Consignes:
- a) Dans le texte sur Carine Kanimba et Denis Mukwege, qui a reconnu le chauffeur de Mukwege comme membre du personnel de sécurité de l'ambassade du Rwanda ?
- b) Rédigez la suite du texte sur Carine Kanimba et Denis Mukwege, à partir de sa dernière phrase.

Texte:
********************

Carine Kanimba, orpheline depuis le génocide qui l’a vue perdre ses parents encore bébé, est fille adoptive de Rusesabagina. Elle fait l’objet de menaces de mort à peine voilées, proférées sur des réseaux sociaux. «L’un des principaux collaborateurs de Kagame a déclaré sur X que je méritais une machette dorée, ce qui m’a profondément choquée, car mes parents ont probablement été tués à coups de machette [pendant le génocide]», a-t-elle déclaré. En 2021, sont téléphone a été pirate avec le logiciel espion Pegasus de fabrication israélienne. Il s’agit d’un logiciel qui n’est vendu qu’aux services de renseignements d’Etats.
Un chauffeur rwandais de l’UE pour Mukwege
Même le Dr Denis Mukwege, Prix Nobel de la Paix 2018, n’échappe pas aux préoccupations exterminatrices de Paul Kagame.
Au cours d’un voyage à Bruxelles en 2015, «il a reçu une voiture de courtoisie du Parlement européen, mais lorsqu’il est arrivé aux bureaux du journal belge Le soir pour une réception de bienvenue, les journalistes ont reconnu son chauffeur comme étant un membre du personnel de sécurité de l’ambassade du Rwanda et ont conseillé à Mukwege d’insister pour avoir un autre chauffeur», révèle encore Rettman.
Le gynécologue congolais a raconté à des amis belges de l’époque comment le faux chauffeur, qui avait infiltré le covoiturage du parlement, s’était comporté sur le trajet. «Il avait supplié Mukwege de garder son téléphone portable et de parler à ses amis parce qu’il était très célèbre, ce que Mukwege a refusé de faire … Mais le même faux chauffeur lui a également proposé une cravate suspecte sous le même prétexte, selon un contact de sa Fondation Panzi en RDC».
Et, selon deux sources de sécurité belges qui ont requis l’anonymat, la cravate, que Mukwege a également refusé de toucher, avait été imprégnée de poison. «Il [Mukwege]est monté dans une voiture avec un chauffeur qu’il ne connaissait pas, et le type lui a dit: «Dr Mukwege, vous êtes mon héros ! Veuillez accepter cette cravate comme un humble cadeau. Ma famille et moi serions si fiers si vous la mettiez».

********************

Données extraites:
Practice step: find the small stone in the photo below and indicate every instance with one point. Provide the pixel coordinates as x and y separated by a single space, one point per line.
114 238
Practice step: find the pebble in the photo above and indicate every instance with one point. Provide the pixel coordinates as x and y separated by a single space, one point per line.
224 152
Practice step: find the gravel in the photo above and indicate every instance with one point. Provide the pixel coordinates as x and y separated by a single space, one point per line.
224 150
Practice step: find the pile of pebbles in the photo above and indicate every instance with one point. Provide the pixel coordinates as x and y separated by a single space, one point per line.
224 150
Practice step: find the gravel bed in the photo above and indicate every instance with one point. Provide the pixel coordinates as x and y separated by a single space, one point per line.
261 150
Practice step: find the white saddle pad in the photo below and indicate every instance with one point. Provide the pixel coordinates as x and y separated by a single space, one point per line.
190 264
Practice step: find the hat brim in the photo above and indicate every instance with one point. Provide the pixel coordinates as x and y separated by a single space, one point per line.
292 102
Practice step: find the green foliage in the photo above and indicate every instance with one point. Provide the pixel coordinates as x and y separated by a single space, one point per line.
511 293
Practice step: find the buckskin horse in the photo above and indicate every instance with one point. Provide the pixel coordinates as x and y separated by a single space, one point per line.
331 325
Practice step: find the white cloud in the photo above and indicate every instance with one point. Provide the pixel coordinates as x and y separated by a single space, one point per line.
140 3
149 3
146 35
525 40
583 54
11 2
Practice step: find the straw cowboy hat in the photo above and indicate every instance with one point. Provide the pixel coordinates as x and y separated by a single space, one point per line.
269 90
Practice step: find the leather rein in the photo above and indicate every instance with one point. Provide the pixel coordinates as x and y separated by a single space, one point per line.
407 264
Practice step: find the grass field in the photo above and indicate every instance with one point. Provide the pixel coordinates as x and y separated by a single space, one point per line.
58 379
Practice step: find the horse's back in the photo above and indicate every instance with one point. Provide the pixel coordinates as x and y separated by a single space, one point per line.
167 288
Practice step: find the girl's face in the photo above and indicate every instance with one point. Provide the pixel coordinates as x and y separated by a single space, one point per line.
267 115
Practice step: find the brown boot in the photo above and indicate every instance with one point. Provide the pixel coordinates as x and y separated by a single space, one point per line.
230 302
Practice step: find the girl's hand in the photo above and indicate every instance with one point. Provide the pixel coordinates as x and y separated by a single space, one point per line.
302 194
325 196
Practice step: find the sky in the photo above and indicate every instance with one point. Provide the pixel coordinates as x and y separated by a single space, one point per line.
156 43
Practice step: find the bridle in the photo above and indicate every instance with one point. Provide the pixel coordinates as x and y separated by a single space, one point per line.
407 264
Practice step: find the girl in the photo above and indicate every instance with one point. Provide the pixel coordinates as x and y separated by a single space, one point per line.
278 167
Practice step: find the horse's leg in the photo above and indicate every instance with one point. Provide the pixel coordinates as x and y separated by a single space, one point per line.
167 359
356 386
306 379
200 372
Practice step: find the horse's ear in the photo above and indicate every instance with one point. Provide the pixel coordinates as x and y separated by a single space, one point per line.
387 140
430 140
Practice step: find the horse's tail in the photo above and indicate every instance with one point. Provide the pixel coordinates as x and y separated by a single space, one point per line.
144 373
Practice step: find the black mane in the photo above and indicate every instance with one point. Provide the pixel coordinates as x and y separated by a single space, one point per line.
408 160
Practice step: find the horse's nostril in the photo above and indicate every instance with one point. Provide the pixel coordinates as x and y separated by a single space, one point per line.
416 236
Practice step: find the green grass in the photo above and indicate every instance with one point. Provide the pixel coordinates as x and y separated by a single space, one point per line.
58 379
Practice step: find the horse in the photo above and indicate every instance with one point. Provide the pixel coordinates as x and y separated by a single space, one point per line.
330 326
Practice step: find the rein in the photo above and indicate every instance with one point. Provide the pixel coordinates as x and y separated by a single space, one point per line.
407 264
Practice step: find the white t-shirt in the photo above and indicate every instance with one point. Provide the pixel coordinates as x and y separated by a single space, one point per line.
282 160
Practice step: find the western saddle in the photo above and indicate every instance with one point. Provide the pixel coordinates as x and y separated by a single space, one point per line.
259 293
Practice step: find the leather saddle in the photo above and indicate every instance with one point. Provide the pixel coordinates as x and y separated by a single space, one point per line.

********************

Réponses par consigne:
- a) Ce sont les journalistes du journal belge Le Soir.

- b)
Les gouttelettes de Munyunza
Insipide, incolore, inodore, apparemment, puisque les victimes n’en réchappent que miraculeusement, et ne peuvent en témoigner. Ce poison vise le commun des mortels, qui n’en sont donc que plus vulnérables, particulièrement en Belgique. L’ancienne métropole qui abrite jusqu’à 30.000 personnes d’origine rwandaise éparpillée en région flamande. Parmi elles, des réfugiés du génocide de 1994, divisés et traumatisés, selon Rettman. A l’instar de Natacha Abingeneye, qui vit à Alost, et pense que les agents de Kagame ont assassiné son père à Bruxelles en 2005. Ancien ministre du gouvernement rwandais, il témoignait devant le Tribunal pénal international pour le Rwanda de l’ONU lorsqu’il a disparu, et son corps mutilé a été retrouvé plus tard dans un canal de la capitale de l’UE. Elle en est devenue, ipso facto, une cible de Kigali. «Son nom a été diffamé dans des dizaines d’articles dans des médias liés à Kagame, affirmant, par exemple, qu’elle avait financé des escadrons de la mort rwandais en 1993, alors qu’elle avait sept ans à l’époque».
Les empoisonnements ne relèvent pas du mythe, assure Natacha Abingeneye. «C’est une méthode qu’ils ont tellement utilisée au Rwanda qu’elle a même un nom en rwandais: ‘utuzi twa Munyuza’, qui signifie ‘gouttelettes d’eau de Munyuza’». L’expression fait référence à Dan Munyuza, qui est aujourd’hui ambassadeur de Kagame en Égypte, et qui a été dénoncé dans une conversation divulguée sur Youtube pour avoir planifié des empoisonnements de dissidents rwandais à l’étranger. «Tout le monde sait que s’ils veulent vous éliminer, nous partageons un café, vous rentrez chez vous, je rentre chez moi, je suis mort, et personne ne sait ce qui s’est passé», a déclaré Abingeneye à EUobserver.
Et Andrew Rettman de trancher : «Mais même si les dirigeants de l’UE eux-mêmes sont physiquement en sécurité, ils devraient néanmoins se soucier de leur hygiène morale, car chaque fois qu’ils rencontrent Kagame, ils l’encouragent à commettre de nouveaux crimes en lui donnant un sentiment d’impunité».